• [Given problem]:
Put every line of all the records below into a numbered list, skipping any blank lines.

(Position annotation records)
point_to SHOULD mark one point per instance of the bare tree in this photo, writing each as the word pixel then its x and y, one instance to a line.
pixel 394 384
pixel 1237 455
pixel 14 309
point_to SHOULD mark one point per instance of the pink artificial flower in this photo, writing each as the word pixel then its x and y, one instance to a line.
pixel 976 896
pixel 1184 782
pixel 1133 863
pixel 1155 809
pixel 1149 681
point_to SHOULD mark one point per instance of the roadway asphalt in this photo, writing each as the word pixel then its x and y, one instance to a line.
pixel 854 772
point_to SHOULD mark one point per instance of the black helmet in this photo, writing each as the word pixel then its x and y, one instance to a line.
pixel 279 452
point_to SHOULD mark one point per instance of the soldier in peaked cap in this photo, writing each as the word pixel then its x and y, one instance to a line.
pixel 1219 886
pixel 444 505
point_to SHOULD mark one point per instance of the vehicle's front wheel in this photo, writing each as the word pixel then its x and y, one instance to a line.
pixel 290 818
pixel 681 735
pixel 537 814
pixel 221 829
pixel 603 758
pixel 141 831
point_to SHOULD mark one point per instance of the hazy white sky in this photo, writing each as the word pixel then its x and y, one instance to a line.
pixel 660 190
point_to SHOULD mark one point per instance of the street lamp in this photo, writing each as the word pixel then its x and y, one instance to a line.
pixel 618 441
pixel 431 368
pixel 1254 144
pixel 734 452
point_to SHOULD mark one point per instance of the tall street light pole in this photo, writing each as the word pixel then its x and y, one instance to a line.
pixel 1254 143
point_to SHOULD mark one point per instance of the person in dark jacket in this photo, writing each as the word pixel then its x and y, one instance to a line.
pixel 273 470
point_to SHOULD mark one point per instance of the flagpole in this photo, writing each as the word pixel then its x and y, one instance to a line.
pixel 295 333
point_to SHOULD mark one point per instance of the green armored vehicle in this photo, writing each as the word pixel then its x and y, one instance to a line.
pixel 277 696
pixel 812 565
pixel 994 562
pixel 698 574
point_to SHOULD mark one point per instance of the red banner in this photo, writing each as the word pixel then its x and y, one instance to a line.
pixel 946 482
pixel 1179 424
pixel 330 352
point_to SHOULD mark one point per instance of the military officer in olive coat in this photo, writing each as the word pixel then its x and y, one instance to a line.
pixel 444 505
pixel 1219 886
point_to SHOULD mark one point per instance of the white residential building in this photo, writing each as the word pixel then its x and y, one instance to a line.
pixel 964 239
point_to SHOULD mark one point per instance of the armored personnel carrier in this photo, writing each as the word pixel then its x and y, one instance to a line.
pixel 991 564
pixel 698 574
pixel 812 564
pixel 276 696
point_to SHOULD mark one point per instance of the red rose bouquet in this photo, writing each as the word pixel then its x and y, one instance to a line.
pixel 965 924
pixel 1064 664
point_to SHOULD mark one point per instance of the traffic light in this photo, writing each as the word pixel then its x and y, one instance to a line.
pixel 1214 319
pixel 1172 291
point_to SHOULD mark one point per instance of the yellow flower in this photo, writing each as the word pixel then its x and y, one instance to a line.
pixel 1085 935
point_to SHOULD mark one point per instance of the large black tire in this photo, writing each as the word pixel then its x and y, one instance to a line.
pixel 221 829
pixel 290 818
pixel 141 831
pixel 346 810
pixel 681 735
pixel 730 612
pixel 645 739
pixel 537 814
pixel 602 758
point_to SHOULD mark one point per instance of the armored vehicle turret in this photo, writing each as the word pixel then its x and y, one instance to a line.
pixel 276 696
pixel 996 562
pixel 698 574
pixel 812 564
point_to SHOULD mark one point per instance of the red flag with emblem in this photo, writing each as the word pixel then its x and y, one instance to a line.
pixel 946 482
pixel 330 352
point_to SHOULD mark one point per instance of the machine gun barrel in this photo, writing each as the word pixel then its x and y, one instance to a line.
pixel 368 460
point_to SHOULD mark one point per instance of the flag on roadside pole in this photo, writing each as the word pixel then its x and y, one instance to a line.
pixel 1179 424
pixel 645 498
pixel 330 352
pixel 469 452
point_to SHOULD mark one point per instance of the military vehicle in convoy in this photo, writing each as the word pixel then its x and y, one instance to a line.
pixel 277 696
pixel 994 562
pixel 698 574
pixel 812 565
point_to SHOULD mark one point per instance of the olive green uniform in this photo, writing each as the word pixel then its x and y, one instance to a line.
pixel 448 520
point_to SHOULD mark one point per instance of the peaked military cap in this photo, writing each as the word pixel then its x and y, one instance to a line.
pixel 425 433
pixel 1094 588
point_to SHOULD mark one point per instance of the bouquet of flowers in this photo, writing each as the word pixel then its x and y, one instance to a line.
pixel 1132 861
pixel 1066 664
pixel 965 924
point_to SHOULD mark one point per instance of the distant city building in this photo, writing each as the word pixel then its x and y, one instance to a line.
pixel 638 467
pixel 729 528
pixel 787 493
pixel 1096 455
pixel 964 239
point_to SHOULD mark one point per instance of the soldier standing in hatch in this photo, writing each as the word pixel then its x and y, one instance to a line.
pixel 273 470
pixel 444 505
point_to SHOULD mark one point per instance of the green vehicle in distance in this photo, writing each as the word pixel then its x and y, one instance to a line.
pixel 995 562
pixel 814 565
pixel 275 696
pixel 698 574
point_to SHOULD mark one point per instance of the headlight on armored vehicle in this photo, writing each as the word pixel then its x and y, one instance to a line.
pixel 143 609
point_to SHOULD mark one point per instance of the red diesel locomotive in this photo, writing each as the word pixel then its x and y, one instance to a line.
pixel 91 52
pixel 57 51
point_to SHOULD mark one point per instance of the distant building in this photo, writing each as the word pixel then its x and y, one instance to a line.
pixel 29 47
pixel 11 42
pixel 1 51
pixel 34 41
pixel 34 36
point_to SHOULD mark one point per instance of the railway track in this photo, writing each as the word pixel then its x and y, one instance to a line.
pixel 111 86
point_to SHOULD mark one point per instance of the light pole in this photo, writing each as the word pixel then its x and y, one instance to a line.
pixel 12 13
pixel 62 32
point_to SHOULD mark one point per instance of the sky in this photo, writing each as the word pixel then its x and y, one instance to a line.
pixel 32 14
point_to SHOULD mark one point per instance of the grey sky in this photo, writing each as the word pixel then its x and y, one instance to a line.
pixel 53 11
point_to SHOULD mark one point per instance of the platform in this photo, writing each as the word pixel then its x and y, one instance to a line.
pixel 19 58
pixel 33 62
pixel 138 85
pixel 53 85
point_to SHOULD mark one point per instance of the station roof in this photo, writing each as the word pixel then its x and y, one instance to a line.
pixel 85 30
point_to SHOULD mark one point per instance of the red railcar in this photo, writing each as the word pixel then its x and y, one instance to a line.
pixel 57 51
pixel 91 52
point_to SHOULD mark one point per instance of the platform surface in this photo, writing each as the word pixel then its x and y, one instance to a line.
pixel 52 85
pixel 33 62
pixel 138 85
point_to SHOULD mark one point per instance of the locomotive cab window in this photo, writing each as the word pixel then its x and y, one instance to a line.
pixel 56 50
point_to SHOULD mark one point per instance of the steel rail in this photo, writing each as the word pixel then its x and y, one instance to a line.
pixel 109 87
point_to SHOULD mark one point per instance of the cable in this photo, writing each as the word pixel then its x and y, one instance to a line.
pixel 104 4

• [Answer below]:
1. point_to SHOULD mark one point per instance of the bare tree in this photo, writing each as the word pixel then its x and y, one instance to a line.
2. pixel 394 384
3. pixel 1237 455
4. pixel 14 309
5. point_to SHOULD mark one point per instance of the pink artificial flower in this photo, writing each as the word pixel then its x and y, one instance to a line.
6. pixel 976 896
7. pixel 1184 782
8. pixel 1133 863
9. pixel 1155 809
10. pixel 1149 681
11. point_to SHOULD mark one point per instance of the roadway asphalt in this photo, writing each as the word pixel then its x and y, one instance to a line.
12. pixel 854 772
13. point_to SHOULD mark one point per instance of the black helmet in this photo, writing each as the word pixel then its x and y, one instance to a line.
14. pixel 279 452
15. point_to SHOULD mark one point per instance of the soldier in peaked cap in this photo, writing each as the word pixel then its x and y, one instance to a line.
16. pixel 1219 886
17. pixel 444 505
18. point_to SHOULD mark one point per instance of the vehicle's front wheel in this photo, writing each as the word pixel then its x and y, one instance to a line.
19. pixel 290 818
20. pixel 681 735
21. pixel 537 814
22. pixel 221 829
23. pixel 603 758
24. pixel 141 831
25. point_to SHOULD mark one point per instance of the hazy white sky in this photo, writing each as the word pixel then its x and y, one instance to a line.
26. pixel 660 190
27. point_to SHOULD mark one point per instance of the street lamp in this photo, writing each as the word pixel then its x and y, one instance to a line.
28. pixel 618 441
29. pixel 431 368
30. pixel 1254 144
31. pixel 734 452
32. point_to SHOULD mark one point per instance of the tall street light pole in this photo, writing each as the word pixel then its x and y, one instance to a line.
33. pixel 1254 143
34. point_to SHOULD mark one point per instance of the person in dark jacket in this photo, writing each as the word pixel then its x and y, one instance to a line.
35. pixel 273 470
36. point_to SHOULD mark one point per instance of the flagpole in this photo, writing each as the word pixel then its x and y, one instance to a line.
37. pixel 295 333
38. point_to SHOULD mark one point per instance of the green armored vehicle in this photo, writing each as the word pixel then its x and y, one instance to a line.
39. pixel 277 696
40. pixel 812 565
41. pixel 994 562
42. pixel 698 574
43. point_to SHOULD mark one point per instance of the red banner in this photo, writing each as the word pixel then its x and y, one instance to a line.
44. pixel 946 482
45. pixel 1179 424
46. pixel 330 352
47. point_to SHOULD mark one point per instance of the military officer in olive coat in this photo, writing each as the word pixel then its x and y, one instance to a line.
48. pixel 444 505
49. pixel 1219 886
50. point_to SHOULD mark one point per instance of the white residential building in this photo, writing each as the word pixel then its x and y, one instance to a line.
51. pixel 964 239
52. point_to SHOULD mark one point per instance of the armored personnel carrier in this photo, writing each as the word pixel then its x and y, one instance to a line.
53. pixel 991 564
54. pixel 698 574
55. pixel 812 564
56. pixel 276 696
57. point_to SHOULD mark one point per instance of the red rose bouquet in this photo, writing each as the word pixel then its x and y, one instance to a line.
58. pixel 965 924
59. pixel 1064 664
60. point_to SHOULD mark one point per instance of the traffic light in this photo, writing each as the word pixel then its x and y, one instance to a line.
61. pixel 1214 319
62. pixel 1172 291
63. point_to SHOULD mark one point per instance of the yellow flower in this photo, writing each as the word pixel then its x and y, one instance to a line.
64. pixel 1085 935
65. point_to SHOULD mark one point per instance of the large black tire in this photo, writing each as the word pixel then its x and y, one instance to a line.
66. pixel 221 829
67. pixel 290 818
68. pixel 141 831
69. pixel 346 810
70. pixel 681 735
71. pixel 730 612
72. pixel 645 739
73. pixel 537 814
74. pixel 602 758
75. point_to SHOULD mark one point per instance of the armored vehicle turret in this photo, writing each as the word pixel then its x and y, one instance to a line.
76. pixel 276 696
77. pixel 996 562
78. pixel 698 574
79. pixel 812 564
80. point_to SHOULD mark one point per instance of the red flag with emblem in this photo, writing each as the word pixel then its x and y, one instance to a line.
81. pixel 946 482
82. pixel 330 352
83. point_to SHOULD mark one point per instance of the machine gun barrel in this photo, writing each as the word pixel then its x and y, one instance to a line.
84. pixel 368 460
85. point_to SHOULD mark one point per instance of the flag on roadside pole in this photo, writing each as the word pixel then its x and y, one instance to a line.
86. pixel 1179 424
87. pixel 645 498
88. pixel 330 352
89. pixel 469 452
90. point_to SHOULD mark one point per instance of the military vehicle in convoy in this photo, writing each as the word pixel then its x and y, one instance to a line.
91. pixel 277 696
92. pixel 994 562
93. pixel 698 574
94. pixel 812 565
95. point_to SHOULD mark one point per instance of the olive green uniform in this photo, writing each as the word pixel then its x and y, one instance to a line.
96. pixel 448 520
97. point_to SHOULD mark one point per instance of the peaked military cap in this photo, writing each as the word pixel then its x and y, one instance to a line.
98. pixel 425 433
99. pixel 1094 588
100. point_to SHOULD mark one point per instance of the bouquet of flowers in this photo, writing each as the word pixel then its x and y, one instance to a line.
101. pixel 1132 861
102. pixel 1066 664
103. pixel 965 924
104. point_to SHOULD mark one point per instance of the distant city building in this photo, writing each as the word pixel then its x and y, one instance to a line.
105. pixel 638 467
106. pixel 729 528
107. pixel 787 493
108. pixel 1096 455
109. pixel 964 239
110. point_to SHOULD mark one point per instance of the soldier standing in hatch in this photo, writing each as the word pixel then its x and y, one instance to a line.
111. pixel 273 470
112. pixel 444 505
113. point_to SHOULD mark one point per instance of the green vehicle in distance in this photo, writing each as the word pixel then its x and y, one instance to a line.
114. pixel 995 562
115. pixel 814 565
116. pixel 275 696
117. pixel 698 574
118. point_to SHOULD mark one point per instance of the headlight on armored vehicle in this photo, writing each as the word pixel then its x and y, one instance to a line.
119. pixel 143 609
120. point_to SHOULD mark one point per instance of the red diesel locomotive in this photo, writing each as the word pixel then its x and y, one instance to a line.
121. pixel 91 52
122. pixel 57 51
123. point_to SHOULD mark one point per instance of the distant building in this photo, writing each as the word pixel then its x and y, one instance to a line.
124. pixel 29 47
125. pixel 11 42
126. pixel 1 51
127. pixel 34 41
128. pixel 34 36
129. point_to SHOULD mark one point per instance of the railway track in this photo, writing each as the word pixel then its x and y, one instance to a line.
130. pixel 111 86
131. point_to SHOULD mark one point per instance of the light pole in this photo, writing each as the word pixel then its x and y, one instance to a line.
132. pixel 12 13
133. pixel 62 32
134. point_to SHOULD mark one point per instance of the sky in this photo, writing each as the word pixel then its x and y, one instance to a line.
135. pixel 32 14
136. point_to SHOULD mark one point per instance of the grey sky in this photo, writing each as the word pixel then its x and y, one instance to a line.
137. pixel 53 11
138. point_to SHOULD mark one point per instance of the platform in this photo, writing each as the word pixel then its x and y, one instance to a line.
139. pixel 19 58
140. pixel 33 62
141. pixel 138 85
142. pixel 53 85
143. point_to SHOULD mark one point per instance of the station roof in this photo, writing each as the word pixel then its x and y, one instance to a line.
144. pixel 85 30
145. point_to SHOULD mark one point per instance of the red railcar in this photo, writing each as the word pixel then its x and y, one instance to a line.
146. pixel 57 51
147. pixel 91 52
148. point_to SHOULD mark one point per instance of the platform surface in this photo, writing each as the word pixel then its x and y, one instance to a line.
149. pixel 52 85
150. pixel 33 62
151. pixel 138 85
152. point_to SHOULD mark one point per instance of the locomotive cab window in this photo, writing each as the word pixel then its x and y, one instance to a line.
153. pixel 56 50
154. point_to SHOULD mark one point per instance of the steel rail in this photo, writing each as the word pixel then its x and y, one instance to a line.
155. pixel 109 87
156. point_to SHOULD mark one point per instance of the cable in this photo, writing each as the word pixel then its x and y, one instance to a line.
157. pixel 104 4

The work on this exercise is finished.